# Living abroad but ONLY earning income from US



## NanFan (Jan 28, 2013)

Hi! I lived abroad for an entire year, worked out of my home there, but only got paid through US income. I am wondering how I file my taxes in the US. How do I figure exchange rate expenses? Are there any breaks?

Thank you!

NanFan


----------



## BBCWatcher (Dec 28, 2012)

There are no exchange rate issues if you were paid in the U.S. in U.S. dollars. You would calculate U.S. dollar equivalents if you incurred expenses (in euro, presumably) that are deductible and/or reportable. For example, on your FBAR (Form TD F 90-22.1) you would convert a euro bank account to U.S. dollars, then report the U.S. dollar amount(s).

Read IRS publications very carefully to determine whether you qualify for the foreign earned income and foreign housing exclusions.

Records of labeled points:

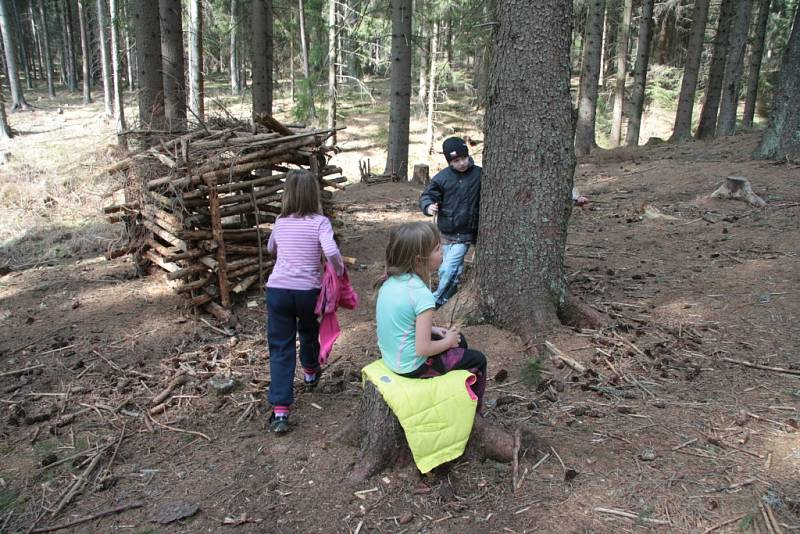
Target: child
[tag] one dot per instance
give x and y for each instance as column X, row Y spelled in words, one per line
column 454, row 196
column 409, row 343
column 300, row 234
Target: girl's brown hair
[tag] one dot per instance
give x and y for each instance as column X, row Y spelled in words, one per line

■ SET EXERCISE:
Extend the forum thread about filing US taxes while living abroad on US income, starting after its final sentence.

■ REPLY:
----------



## Bevdeforges (Nov 16, 2007)

To qualify for the FEIE (foreign earned income exclusion) you need to have been outside the US for either an entire calendar year or for 12 consecutive months. Take a look at IRS Publication 54 for all the details.

Expenses incurred while living overseas can be converted to US dollars using any standard exchange rate - plus, the IRS publishes its own list of average exchange rates for many countries. Last time I checked, though, they hadn't yet updated their table for 2012.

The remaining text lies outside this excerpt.